--- PASSAGE FOR REVIEW ---
The Big Insight: There is room for bipartisan consensus on some areas covered in the Build Back Better Act.
The Build Back Better Act is expected to undergo revisions, and possibly be broken into smaller bills, now that Sen. Joe Manchin (D-WV) has said he cannot support the current version. The massive bill has only Democratic support, but contains provisions dealing with issues including family leave, prescription drugs, immigration, Big Tech, and climate change where there appears to be room for bipartisan consensus. This means that rather than continue to pursue a Democrats-only solution, President Biden and congressional leaders could follow the model used to pass the infrastructure measure and seek a bipartisan deal to address these challenges.
1. Both parties have introduced legislation to address family leave.
The Democratic Family and Medical Insurance Leave Act would provide up to 12 weeks of partial income, while the Republican Protecting Worker Paychecks and Family Choice Act would expand access to paid family and medical leave by incentivizing employers to provide leave and deal with gaps in coverage. More than eight in 10 Americans, including 74% of Republicans, support some sort of federal family leave program.
2. Legislation backed by both parties would aim to lower the cost of prescription drugs for seniors under Medicare Part D.
The Republican Lower Costs, More Cures Act would create a $3,100 out-of-pocket cap on Medicare Part D costs for seniors, while the House version of the Build Back Better Act would also cap out-of-pocket spending, among other provisions.
3. Earlier this year, 30 House Republicans joined Democrats in supporting the creation of a path to legal status for the more than 1.2 million undocumented farm workers in the U.S.
The American Farm Bureau Federation estimates that the $1 trillion agriculture sector needs as many as two million workers each year. In 2019, 56% of California farmers reported being unable to find all the workers they needed over the last five years.
4. Members of both parties have supported antitrust legislation aimed at big tech companies.
The Build Back Better Act includes a $1 billion boost for antitrust enforcement intended to focus on continuing cases against Facebook and Google and possible new suits against Amazon and Apple. Earlier this year, House Judiciary Committee Democrats and Republicans agreed on several key antitrust proposals.
5. The Senate Climate Solutions Caucus consists of seven Republicans, six Democrats, and one independent. The House caucus has about three dozen Democrats and two dozen Republicans.
Legislators of both parties are focused on the pressing issue of climate change. Recent successful bipartisan climate legislation includes the Energy Act of 2020, introduced by Manchin and Sen. Lisa Murkowski (R-AK), that, in Murkowski’s words, represented “the first modernization of our nation’s energy policies in well over a decade,” including investment in renewable energy, modernization of carbon capture infrastructure, and an expanded focus on energy storage.

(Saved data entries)
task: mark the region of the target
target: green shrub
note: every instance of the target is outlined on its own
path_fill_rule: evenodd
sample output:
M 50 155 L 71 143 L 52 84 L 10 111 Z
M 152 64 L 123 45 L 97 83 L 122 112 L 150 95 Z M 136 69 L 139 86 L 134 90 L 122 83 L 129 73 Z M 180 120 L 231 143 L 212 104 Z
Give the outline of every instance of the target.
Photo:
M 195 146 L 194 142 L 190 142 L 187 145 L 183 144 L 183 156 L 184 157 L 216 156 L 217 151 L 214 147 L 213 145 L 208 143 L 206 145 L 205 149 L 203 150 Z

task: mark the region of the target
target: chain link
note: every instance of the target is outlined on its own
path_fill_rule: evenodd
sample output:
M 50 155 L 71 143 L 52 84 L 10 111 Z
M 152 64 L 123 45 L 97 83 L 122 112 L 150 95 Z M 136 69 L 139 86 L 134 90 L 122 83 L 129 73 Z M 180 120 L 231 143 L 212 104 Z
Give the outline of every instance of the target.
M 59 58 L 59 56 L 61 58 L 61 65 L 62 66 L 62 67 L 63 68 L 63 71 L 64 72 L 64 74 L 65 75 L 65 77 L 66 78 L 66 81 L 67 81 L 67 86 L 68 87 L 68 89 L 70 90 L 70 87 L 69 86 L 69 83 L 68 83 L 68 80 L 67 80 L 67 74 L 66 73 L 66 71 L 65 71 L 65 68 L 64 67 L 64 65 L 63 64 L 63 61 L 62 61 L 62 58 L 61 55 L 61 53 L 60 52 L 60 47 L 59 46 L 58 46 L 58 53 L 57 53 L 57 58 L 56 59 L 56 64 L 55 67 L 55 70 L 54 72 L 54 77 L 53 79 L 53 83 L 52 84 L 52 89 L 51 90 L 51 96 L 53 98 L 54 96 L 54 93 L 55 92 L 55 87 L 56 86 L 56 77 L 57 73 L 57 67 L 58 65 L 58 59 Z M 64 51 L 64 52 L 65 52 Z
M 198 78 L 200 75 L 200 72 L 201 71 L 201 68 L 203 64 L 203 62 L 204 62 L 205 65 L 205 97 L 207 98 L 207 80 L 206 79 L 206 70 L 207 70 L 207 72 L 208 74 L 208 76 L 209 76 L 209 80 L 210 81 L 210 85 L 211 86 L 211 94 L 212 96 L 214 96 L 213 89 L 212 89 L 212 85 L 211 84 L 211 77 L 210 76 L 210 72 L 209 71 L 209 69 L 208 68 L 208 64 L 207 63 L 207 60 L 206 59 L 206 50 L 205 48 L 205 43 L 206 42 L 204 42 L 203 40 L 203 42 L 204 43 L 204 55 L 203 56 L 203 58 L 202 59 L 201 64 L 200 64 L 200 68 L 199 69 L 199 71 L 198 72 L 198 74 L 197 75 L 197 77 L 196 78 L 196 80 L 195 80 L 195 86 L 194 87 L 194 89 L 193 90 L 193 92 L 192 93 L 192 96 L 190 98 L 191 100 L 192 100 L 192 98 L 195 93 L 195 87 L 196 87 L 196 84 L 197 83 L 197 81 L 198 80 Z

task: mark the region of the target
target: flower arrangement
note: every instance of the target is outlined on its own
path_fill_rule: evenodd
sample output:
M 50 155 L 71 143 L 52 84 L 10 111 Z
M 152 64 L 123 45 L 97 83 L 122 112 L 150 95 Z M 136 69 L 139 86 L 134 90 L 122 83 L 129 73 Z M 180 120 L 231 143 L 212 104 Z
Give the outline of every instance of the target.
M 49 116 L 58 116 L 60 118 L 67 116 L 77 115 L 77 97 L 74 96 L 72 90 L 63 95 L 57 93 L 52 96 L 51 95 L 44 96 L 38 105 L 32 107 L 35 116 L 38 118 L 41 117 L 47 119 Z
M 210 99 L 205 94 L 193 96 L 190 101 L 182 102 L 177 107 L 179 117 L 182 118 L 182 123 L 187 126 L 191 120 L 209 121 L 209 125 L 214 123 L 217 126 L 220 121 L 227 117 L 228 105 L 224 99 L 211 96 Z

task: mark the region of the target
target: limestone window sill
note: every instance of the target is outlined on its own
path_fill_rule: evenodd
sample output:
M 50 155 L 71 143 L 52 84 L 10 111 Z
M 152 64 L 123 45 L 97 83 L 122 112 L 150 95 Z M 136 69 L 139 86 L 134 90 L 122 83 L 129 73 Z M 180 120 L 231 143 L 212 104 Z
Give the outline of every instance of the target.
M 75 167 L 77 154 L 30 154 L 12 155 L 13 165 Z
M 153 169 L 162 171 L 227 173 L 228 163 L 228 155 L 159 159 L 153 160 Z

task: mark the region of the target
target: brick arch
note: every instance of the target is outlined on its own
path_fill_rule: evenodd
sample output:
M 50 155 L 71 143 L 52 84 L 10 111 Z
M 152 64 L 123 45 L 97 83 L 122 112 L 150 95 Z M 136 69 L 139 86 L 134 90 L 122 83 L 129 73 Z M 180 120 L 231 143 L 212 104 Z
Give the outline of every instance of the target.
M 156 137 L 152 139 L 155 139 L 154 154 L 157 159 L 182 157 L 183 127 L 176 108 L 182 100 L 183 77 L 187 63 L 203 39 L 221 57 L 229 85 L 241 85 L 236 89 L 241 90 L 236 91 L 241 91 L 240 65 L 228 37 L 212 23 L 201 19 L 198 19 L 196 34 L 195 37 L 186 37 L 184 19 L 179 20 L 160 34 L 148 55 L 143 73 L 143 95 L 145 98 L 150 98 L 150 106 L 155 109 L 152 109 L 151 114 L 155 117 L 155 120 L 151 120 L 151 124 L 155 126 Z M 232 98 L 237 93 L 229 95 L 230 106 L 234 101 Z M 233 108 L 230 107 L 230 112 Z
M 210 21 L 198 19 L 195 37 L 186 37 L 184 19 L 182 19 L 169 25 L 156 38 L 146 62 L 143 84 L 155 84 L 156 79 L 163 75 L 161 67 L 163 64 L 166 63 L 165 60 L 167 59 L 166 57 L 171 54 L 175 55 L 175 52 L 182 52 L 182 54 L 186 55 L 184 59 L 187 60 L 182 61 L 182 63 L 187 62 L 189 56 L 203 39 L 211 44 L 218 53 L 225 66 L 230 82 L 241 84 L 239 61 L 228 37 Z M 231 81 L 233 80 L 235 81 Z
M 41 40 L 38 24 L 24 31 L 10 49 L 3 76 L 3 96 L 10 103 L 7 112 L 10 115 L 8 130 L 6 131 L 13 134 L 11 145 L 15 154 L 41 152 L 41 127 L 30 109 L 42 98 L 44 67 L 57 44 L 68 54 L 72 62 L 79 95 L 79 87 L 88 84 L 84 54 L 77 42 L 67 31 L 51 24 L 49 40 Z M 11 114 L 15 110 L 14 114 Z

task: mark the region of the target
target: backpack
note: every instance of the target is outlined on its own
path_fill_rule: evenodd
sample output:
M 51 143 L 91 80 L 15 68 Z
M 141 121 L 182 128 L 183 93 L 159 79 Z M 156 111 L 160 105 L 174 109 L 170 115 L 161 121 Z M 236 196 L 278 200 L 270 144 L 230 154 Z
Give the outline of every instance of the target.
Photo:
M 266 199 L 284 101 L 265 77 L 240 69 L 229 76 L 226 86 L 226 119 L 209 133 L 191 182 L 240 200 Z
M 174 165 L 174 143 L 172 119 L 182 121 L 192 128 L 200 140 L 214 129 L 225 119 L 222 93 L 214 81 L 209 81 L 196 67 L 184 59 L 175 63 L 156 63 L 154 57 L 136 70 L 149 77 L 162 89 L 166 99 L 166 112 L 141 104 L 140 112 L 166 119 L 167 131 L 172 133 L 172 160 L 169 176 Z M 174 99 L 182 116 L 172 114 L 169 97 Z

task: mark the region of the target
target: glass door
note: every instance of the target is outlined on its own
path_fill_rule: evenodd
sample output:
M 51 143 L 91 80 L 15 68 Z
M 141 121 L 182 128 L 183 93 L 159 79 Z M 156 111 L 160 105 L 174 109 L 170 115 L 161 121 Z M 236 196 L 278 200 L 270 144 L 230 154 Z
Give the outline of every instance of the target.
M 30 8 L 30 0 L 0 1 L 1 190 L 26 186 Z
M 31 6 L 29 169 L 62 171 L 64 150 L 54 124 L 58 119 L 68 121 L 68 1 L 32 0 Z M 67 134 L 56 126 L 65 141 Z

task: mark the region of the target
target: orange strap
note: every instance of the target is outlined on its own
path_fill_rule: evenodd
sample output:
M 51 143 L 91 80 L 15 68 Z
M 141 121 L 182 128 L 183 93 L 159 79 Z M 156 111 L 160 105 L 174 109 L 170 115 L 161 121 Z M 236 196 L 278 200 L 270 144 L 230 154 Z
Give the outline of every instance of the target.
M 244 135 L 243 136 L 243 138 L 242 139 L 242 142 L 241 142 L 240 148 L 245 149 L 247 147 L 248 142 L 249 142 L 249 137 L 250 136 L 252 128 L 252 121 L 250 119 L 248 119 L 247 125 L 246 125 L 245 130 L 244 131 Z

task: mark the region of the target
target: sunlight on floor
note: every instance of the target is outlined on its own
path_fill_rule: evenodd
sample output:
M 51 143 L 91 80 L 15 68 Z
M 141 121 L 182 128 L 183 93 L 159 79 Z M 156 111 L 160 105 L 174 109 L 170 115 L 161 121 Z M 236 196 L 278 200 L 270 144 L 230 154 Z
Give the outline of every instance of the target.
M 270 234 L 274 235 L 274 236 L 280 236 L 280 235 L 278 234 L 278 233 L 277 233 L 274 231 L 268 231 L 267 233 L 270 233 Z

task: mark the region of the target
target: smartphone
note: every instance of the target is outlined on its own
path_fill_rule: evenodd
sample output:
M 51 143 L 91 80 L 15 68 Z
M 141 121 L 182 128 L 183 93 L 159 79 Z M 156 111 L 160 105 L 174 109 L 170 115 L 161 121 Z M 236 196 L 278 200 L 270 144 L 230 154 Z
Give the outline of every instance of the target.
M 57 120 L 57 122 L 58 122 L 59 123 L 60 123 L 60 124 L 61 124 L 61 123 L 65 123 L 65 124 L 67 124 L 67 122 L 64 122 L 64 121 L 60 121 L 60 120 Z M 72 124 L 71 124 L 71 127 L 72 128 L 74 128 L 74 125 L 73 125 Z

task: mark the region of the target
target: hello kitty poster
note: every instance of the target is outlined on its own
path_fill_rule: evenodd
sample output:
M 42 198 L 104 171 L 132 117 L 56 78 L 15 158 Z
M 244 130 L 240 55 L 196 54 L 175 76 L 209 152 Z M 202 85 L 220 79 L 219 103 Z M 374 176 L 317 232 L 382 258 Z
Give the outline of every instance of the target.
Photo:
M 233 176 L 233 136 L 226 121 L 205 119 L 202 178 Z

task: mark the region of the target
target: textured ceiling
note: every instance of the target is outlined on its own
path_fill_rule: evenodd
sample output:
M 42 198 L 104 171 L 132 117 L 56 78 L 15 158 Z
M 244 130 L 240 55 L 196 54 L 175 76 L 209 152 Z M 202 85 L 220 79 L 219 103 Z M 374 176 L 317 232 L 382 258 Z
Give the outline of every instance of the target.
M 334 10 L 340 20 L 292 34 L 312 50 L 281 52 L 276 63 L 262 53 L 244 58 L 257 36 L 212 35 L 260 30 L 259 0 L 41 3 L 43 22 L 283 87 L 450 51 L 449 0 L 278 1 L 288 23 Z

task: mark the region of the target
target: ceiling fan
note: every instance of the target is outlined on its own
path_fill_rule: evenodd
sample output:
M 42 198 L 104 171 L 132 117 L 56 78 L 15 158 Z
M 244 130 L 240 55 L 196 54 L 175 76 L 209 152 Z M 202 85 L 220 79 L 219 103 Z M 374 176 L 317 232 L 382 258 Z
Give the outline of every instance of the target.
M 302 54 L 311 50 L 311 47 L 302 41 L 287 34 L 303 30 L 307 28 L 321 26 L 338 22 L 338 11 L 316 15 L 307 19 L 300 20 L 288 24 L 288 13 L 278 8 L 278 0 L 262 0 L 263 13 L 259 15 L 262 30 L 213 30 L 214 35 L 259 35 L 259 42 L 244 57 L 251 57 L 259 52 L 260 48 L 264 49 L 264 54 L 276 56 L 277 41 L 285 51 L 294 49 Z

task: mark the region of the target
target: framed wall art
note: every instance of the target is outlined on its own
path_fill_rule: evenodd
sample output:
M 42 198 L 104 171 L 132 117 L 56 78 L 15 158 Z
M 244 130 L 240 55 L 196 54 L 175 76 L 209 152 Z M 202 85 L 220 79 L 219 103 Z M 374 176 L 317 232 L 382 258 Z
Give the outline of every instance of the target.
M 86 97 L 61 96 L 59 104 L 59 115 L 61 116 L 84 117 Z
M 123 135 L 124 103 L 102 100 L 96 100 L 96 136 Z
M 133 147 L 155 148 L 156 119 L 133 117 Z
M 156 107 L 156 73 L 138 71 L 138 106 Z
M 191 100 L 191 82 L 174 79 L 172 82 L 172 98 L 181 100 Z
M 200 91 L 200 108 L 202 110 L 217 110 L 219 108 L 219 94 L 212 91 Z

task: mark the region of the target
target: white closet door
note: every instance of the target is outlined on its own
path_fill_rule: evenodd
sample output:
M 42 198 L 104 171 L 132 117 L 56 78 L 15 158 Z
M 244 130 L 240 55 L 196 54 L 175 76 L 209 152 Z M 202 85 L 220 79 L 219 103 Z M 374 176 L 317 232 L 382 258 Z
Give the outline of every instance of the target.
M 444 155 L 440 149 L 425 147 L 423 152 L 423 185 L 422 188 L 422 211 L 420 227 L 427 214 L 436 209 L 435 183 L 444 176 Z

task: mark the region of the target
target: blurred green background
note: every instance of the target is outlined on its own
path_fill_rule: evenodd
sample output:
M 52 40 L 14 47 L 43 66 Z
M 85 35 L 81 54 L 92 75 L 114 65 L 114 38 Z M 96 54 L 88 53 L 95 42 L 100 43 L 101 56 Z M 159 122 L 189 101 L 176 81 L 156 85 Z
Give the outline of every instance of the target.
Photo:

--- WORK INSTRUCTIONS ---
According to the text on bipartisan consensus in the Build Back Better Act, what out-of-pocket cap on Medicare Part D costs would the Republican Lower Costs, More Cures Act create for seniors?

--- OUTPUT BELOW ---
A $3,100 cap.